Task objective
Report how many lines in the entries below hold the word "grass". Your answer is that number alone.

(Stored data)
● ● ● ● ●

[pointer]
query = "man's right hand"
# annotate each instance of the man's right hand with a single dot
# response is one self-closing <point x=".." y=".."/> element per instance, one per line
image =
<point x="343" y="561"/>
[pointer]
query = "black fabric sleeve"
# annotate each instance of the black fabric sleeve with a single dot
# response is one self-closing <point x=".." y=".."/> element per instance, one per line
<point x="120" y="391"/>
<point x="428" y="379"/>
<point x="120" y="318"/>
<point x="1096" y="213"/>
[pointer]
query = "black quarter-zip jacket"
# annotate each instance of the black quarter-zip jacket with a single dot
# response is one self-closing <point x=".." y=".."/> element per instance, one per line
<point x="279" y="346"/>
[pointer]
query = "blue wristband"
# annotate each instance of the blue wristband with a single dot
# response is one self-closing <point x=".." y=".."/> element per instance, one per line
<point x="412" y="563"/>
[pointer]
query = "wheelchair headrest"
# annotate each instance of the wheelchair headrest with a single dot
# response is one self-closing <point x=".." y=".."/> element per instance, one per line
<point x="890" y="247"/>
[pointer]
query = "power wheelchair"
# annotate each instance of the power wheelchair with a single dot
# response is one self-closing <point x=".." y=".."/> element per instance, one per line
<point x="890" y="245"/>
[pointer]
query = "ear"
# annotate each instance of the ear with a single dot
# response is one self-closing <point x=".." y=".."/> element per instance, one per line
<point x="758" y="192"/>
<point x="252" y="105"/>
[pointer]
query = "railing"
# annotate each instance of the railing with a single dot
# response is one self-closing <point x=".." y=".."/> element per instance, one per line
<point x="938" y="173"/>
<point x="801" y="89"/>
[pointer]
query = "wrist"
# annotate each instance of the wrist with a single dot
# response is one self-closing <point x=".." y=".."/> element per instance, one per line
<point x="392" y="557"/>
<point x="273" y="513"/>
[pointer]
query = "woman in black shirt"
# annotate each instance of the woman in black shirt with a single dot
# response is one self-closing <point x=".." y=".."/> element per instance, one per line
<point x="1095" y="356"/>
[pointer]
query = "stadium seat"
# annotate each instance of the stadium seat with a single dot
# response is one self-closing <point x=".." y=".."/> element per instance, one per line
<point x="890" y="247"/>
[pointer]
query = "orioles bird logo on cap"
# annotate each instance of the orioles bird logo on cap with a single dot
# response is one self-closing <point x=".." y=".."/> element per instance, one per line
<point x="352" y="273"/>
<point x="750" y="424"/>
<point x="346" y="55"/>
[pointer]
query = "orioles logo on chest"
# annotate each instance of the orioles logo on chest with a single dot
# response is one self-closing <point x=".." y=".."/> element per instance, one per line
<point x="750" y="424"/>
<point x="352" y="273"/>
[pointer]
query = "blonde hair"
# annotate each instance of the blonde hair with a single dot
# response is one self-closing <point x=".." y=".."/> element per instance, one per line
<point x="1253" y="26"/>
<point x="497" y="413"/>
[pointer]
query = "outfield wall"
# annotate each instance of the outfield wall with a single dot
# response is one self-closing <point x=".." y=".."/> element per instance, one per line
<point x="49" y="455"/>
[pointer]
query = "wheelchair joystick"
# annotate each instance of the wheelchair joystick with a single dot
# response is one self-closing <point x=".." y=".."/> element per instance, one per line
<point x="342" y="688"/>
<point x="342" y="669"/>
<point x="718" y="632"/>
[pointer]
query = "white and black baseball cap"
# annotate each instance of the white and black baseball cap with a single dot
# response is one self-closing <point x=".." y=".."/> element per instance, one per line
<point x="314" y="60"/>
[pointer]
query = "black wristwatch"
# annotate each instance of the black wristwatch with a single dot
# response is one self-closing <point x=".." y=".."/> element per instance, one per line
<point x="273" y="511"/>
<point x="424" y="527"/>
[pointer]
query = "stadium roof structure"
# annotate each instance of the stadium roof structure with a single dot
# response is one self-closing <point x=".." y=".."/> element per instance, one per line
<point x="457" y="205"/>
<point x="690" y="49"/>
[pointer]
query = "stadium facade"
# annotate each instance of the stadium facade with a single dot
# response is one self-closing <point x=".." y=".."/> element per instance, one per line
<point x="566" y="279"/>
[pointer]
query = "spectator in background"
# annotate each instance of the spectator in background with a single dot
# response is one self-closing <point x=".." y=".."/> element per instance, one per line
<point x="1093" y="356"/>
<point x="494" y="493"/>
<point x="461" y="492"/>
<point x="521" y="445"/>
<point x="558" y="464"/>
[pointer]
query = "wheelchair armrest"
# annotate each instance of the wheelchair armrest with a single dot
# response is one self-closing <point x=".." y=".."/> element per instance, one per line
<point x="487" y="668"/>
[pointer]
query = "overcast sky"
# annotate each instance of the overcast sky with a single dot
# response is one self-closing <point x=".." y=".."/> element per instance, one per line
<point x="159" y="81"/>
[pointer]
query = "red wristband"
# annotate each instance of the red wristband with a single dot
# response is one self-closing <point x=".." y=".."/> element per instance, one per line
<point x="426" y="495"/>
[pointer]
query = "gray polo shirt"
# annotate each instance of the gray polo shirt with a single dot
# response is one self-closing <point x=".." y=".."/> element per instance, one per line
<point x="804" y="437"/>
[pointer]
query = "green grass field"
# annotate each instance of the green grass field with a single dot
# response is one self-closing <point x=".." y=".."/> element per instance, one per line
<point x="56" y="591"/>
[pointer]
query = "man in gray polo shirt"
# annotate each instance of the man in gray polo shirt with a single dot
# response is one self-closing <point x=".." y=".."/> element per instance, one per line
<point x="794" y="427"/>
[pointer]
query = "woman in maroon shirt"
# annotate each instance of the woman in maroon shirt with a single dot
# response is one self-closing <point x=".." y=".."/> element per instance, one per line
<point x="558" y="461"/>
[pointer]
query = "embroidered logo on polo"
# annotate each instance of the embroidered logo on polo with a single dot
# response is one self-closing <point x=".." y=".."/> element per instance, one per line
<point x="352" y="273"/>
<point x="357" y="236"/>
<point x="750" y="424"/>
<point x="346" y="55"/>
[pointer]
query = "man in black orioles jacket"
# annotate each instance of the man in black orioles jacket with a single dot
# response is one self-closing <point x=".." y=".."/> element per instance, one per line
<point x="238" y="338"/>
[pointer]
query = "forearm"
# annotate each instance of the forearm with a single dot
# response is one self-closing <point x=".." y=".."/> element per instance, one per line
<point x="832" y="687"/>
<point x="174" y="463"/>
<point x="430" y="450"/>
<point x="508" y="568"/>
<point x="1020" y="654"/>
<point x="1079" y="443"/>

● ● ● ● ●

Exercise answer
2